RECORD LIST start

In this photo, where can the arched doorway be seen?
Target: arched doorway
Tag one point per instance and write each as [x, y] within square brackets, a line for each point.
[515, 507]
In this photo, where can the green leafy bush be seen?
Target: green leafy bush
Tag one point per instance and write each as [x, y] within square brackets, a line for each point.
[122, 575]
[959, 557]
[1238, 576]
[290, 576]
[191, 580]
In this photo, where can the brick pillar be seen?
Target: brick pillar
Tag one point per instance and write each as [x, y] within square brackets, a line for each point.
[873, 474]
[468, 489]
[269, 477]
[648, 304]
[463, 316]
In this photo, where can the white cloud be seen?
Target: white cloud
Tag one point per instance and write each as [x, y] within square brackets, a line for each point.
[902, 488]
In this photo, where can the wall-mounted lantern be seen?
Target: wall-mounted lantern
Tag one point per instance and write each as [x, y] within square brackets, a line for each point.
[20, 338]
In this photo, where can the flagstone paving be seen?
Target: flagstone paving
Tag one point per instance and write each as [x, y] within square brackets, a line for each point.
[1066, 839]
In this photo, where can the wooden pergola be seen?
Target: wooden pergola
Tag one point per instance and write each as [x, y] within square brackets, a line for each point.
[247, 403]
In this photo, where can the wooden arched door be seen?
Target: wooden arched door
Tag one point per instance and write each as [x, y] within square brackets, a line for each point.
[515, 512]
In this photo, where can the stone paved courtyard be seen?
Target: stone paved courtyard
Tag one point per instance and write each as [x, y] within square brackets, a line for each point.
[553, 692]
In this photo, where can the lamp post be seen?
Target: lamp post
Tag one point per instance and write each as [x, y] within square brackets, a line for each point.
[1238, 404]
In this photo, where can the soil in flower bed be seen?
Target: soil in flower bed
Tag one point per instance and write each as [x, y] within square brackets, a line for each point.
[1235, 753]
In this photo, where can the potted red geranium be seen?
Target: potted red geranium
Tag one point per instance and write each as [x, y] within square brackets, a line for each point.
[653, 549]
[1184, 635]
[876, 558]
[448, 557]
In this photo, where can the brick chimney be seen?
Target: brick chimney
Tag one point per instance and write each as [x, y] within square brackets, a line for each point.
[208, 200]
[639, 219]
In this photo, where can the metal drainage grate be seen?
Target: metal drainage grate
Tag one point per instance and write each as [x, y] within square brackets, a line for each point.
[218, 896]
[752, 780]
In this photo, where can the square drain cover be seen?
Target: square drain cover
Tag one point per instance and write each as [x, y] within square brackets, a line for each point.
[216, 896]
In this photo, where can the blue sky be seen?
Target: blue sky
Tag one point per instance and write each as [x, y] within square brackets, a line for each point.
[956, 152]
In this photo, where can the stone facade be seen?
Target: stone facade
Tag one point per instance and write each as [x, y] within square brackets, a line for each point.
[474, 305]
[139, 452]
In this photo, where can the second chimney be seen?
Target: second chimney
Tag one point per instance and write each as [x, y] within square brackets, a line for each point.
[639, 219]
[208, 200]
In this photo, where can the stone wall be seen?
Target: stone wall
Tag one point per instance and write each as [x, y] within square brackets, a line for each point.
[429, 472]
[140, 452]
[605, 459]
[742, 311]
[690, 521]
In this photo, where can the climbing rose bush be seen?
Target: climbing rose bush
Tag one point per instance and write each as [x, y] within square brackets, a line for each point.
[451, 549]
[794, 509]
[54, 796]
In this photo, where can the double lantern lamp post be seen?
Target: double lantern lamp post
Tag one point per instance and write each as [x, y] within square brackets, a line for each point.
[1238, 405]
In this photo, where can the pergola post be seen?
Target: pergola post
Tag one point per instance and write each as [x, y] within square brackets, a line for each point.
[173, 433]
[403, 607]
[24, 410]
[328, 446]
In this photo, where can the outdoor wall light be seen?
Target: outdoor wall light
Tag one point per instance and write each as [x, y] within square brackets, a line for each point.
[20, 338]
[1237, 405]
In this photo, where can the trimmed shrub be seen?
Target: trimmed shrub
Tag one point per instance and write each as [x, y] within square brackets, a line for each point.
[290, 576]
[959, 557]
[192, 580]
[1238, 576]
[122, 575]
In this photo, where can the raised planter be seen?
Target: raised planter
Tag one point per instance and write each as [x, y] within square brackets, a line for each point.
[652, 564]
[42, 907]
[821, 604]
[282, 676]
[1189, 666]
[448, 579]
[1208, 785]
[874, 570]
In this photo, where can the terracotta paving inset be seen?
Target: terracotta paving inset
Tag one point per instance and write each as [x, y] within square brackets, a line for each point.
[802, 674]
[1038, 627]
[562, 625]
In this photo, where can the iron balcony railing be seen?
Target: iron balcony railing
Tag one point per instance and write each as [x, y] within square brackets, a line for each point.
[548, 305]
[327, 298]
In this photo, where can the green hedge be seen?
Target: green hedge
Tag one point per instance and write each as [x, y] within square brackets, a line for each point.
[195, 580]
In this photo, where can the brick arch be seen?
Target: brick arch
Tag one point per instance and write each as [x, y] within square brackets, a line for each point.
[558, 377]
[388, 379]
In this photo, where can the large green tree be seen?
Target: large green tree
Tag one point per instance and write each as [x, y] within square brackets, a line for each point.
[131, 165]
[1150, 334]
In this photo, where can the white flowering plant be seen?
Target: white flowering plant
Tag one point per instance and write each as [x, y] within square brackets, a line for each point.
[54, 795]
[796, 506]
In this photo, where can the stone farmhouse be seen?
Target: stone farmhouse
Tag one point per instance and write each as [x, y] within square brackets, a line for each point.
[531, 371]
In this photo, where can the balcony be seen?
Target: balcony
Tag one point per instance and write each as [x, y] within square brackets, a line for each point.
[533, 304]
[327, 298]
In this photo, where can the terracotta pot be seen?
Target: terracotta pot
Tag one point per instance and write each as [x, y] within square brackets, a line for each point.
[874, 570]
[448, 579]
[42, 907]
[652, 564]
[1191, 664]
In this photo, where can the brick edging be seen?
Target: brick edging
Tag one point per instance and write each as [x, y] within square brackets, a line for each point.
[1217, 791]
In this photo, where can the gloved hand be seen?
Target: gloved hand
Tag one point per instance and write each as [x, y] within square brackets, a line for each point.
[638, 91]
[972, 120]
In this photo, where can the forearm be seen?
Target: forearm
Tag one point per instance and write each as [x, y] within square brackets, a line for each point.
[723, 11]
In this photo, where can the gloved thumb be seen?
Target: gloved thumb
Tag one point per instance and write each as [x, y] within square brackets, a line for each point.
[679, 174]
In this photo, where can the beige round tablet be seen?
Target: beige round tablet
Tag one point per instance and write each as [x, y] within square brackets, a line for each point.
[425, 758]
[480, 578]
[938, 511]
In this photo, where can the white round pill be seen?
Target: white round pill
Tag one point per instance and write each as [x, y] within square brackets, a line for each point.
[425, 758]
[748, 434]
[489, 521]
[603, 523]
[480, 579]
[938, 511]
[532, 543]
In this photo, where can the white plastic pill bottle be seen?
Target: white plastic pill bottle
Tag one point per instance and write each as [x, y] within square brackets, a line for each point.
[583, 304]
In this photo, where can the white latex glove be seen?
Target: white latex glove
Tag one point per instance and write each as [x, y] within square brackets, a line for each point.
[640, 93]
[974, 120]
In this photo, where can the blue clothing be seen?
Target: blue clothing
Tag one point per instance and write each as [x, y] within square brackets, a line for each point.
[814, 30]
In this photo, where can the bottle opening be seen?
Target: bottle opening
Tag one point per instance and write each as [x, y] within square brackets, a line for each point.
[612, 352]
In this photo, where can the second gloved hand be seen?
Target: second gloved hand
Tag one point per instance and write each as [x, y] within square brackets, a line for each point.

RECORD LIST end

▸ DIRECTIVE:
Copy the listing above line for line, without changing anything.

▸ RESULT OF THE TASK:
In this photo, where can the arched doorway be seen?
Target: arched doorway
Tag one point per instance and write each as [x, y] within square brackets, a line for each point.
[515, 507]
In this photo, where can the green leafy bush be seen?
Target: green leafy bush
Tag one point per instance and write each as [x, y] within square brackets, a line for each point.
[122, 575]
[959, 557]
[1238, 576]
[290, 576]
[191, 580]
In this photo, where can the brick pillar be seen?
Target: brick pillar
Tag one point per instance and write each as [x, y] within square brackets, a line for each point.
[873, 474]
[468, 489]
[269, 477]
[648, 304]
[463, 316]
In this photo, where can the white cloud be seen?
Target: white cloud
Tag one point per instance and write each as [x, y] within square brackets, a line for each point.
[902, 488]
In this photo, where can the wall-mounted lantern be seen?
Target: wall-mounted lantern
Tag one point per instance and write each as [x, y] within square brackets, a line for each point.
[20, 338]
In this photo, where can the flagstone paving be seen?
Target: flagstone paving
Tag one point per instance and write each as [x, y] within square brackets, a line for each point.
[1066, 839]
In this photo, where can the wooden pergola be seen?
Target: wooden pergola
Tag one point per instance and write each as [x, y] within square brackets, a line for each point.
[247, 403]
In this photo, where can the wooden arched door be seen?
Target: wooden arched door
Tag one point per instance and write each as [x, y] within square brackets, a line for each point.
[515, 512]
In this photo, where can the stone paved courtyard be seen?
Target: stone paved courtyard
Tag one point per instance and write each as [x, y] within square brackets, a line for each point.
[553, 692]
In this photo, where can the lamp post be seen?
Target: lamp post
Tag one point per instance and write each as [x, y] within square brackets, a line for each point.
[1238, 404]
In this photo, where can the soil in flower bed be seen?
Target: soil in flower bed
Tag one point per instance and write each as [x, y] within square brackets, a line for each point.
[1235, 753]
In this photo, where can the potted red geranium be seen?
Target: potted red geranium
Tag one point per instance and write each as [x, y] within square brackets, a line for each point.
[653, 549]
[1184, 635]
[876, 558]
[448, 557]
In this photo, where can the brick chimney be seen?
Target: brick chimney
Tag one point per instance and write each as [x, y] within square brackets, a line for each point.
[208, 200]
[639, 219]
In this photo, where can the metal drainage grate be seen?
Target: metal drainage grate
Tag one point per instance and write each as [x, y] within square brackets, a line for each point.
[218, 896]
[752, 780]
In this photo, where can the square drain cover be seen?
Target: square drain cover
Tag one point per instance and write each as [x, y] within square brackets, a line for each point.
[216, 896]
In this photo, where can the blue sky be seen?
Target: blue sky
Tag one point per instance and write each as [x, y] within square brackets, a line for each point.
[956, 152]
In this photo, where can the stone facade be seen?
Target: stone facade
Tag one point per instance and write each as [x, y] within square brackets, a line for each point.
[474, 305]
[139, 452]
In this photo, where can the second chimney be seen?
Target: second chimney
Tag one point per instance and write each as [x, y] within square brackets, a line for each point.
[639, 219]
[208, 200]
In this photo, where can the stone wall be seen?
Target: stone wall
Tag one point per instance and write each as [x, y] within square brackets, a line for each point.
[429, 472]
[140, 452]
[605, 459]
[742, 311]
[690, 521]
In this photo, where can the climbing rose bush be seen?
Target: climbing rose bush
Tag one point per instance and write each as [x, y] within square brackets, a line for each point.
[451, 549]
[794, 509]
[54, 796]
In this photo, where can the double lantern lamp post be seen?
Target: double lantern lamp post
Tag one point per instance and write each as [x, y] within square brackets, a line for each point.
[1238, 405]
In this photo, where can the pergola post be seen?
Target: pergola post
Tag one point per instance and write each as [x, y] within square brackets, a line for each point.
[173, 433]
[403, 607]
[24, 410]
[328, 446]
In this photo, where can the outdoor wall light be seen?
Target: outdoor wall light
Tag one point per instance and write each as [x, y] within square brackets, a line for each point.
[20, 338]
[1237, 405]
In this photo, where can the trimmed shrub be seen?
Target: trimmed shrub
Tag one point per instance and write each as [x, y] within square brackets, a line for each point.
[290, 576]
[959, 557]
[192, 580]
[1238, 576]
[122, 575]
In this photo, where can the raised planter be seen?
Target: raised planter
Tag one point per instance and write each as [x, y] within square brackets, a line for each point.
[652, 564]
[42, 907]
[821, 604]
[282, 676]
[1189, 666]
[448, 579]
[1208, 785]
[874, 570]
In this photo, where can the terracotta paving inset be seen?
Target: terracotta paving inset
Tag one point per instance and write each as [x, y] within square brackets, a line for each point.
[802, 674]
[1038, 627]
[562, 625]
In this photo, where can the iron balcony railing be seen?
Target: iron balcony railing
Tag one point per instance and write each as [x, y] within square brackets, a line for each point.
[548, 305]
[327, 298]
In this photo, where can the green hedge be seen?
Target: green hedge
Tag one point per instance and write each as [x, y] within square brackets, a line for each point.
[195, 580]
In this photo, where can the brick arch be seen?
Target: brick arch
Tag one point per instance and write each as [x, y] within square brackets, a line for each point.
[558, 377]
[388, 379]
In this photo, where can the large green tree be seen?
Target: large green tree
Tag one point per instance and write each as [x, y] within square brackets, a line for each point.
[131, 165]
[1150, 334]
In this photo, where can the white flowering plant be seen?
Target: white flowering plant
Tag one point per instance and write each as [x, y] within square brackets, a line for each point.
[54, 795]
[796, 506]
In this photo, where can the stone farmhouse be seen?
Target: stone farmhouse
Tag one point per instance and write each as [x, y] within square brackets, a line for each point.
[531, 371]
In this photo, where can the balcony be seen?
Target: balcony
Tag one point per instance and write each as [x, y] within square brackets, a line for each point.
[533, 304]
[327, 298]
In this photo, where can the terracotta pot be seen?
Target: terracotta pot
Tag one point per instance and write each as [x, y] within square brackets, a line for each point.
[874, 570]
[448, 579]
[42, 907]
[652, 564]
[1191, 664]
In this photo, where can the brick edging be seen?
Target: brick edging
Tag one point per instance and write each as [x, y] within square brackets, a line for each point.
[1217, 791]
In this photo, where can the gloved hand be seen?
Target: gloved hand
Tag one point per instance and write each as [x, y] within square brackets, a line for each point.
[638, 91]
[972, 120]
In this photo, where can the forearm be seen?
Target: forearm
Tag one point per instance and write each as [x, y] within square brackets, a line for each point.
[723, 11]
In this photo, where can the gloved thumb be seen?
Target: gloved thumb
Tag one point per instance and write each as [x, y] within square brackets, a line for each point.
[679, 174]
In this photo, where can the beige round tablet be seen?
Target: beige round tablet
Tag one point per instance and write each as [x, y] within square brackets, a line for each point.
[425, 758]
[480, 578]
[938, 511]
In this photo, where can the white round pill be seen?
Target: white round pill
Tag one point per instance and write each as [x, y] within square brackets, a line for each point.
[425, 758]
[748, 434]
[489, 521]
[603, 523]
[480, 579]
[938, 511]
[532, 543]
In this photo, where can the white plastic pill bottle be seen?
Target: white plastic pill bottle
Tag one point per instance and write each as [x, y] within square brackets, a line for each point.
[583, 304]
In this photo, where can the white latex glove be seen?
Target: white latex glove
Tag one point per instance and write each as [x, y] within square brackets, a line for each point.
[640, 93]
[974, 120]
In this photo, where can the blue clothing be seen?
Target: blue clothing
Tag one point per instance and write each as [x, y] within square brackets, a line for each point.
[814, 30]
In this photo, where can the bottle opening be seen?
Target: bottle opening
Tag one point per instance and write each as [x, y] within square brackets, a line for each point.
[612, 352]
In this photo, where can the second gloved hand be seen?
Target: second gloved hand
Tag one point per instance and write each as [x, y] within square brackets, a line for each point.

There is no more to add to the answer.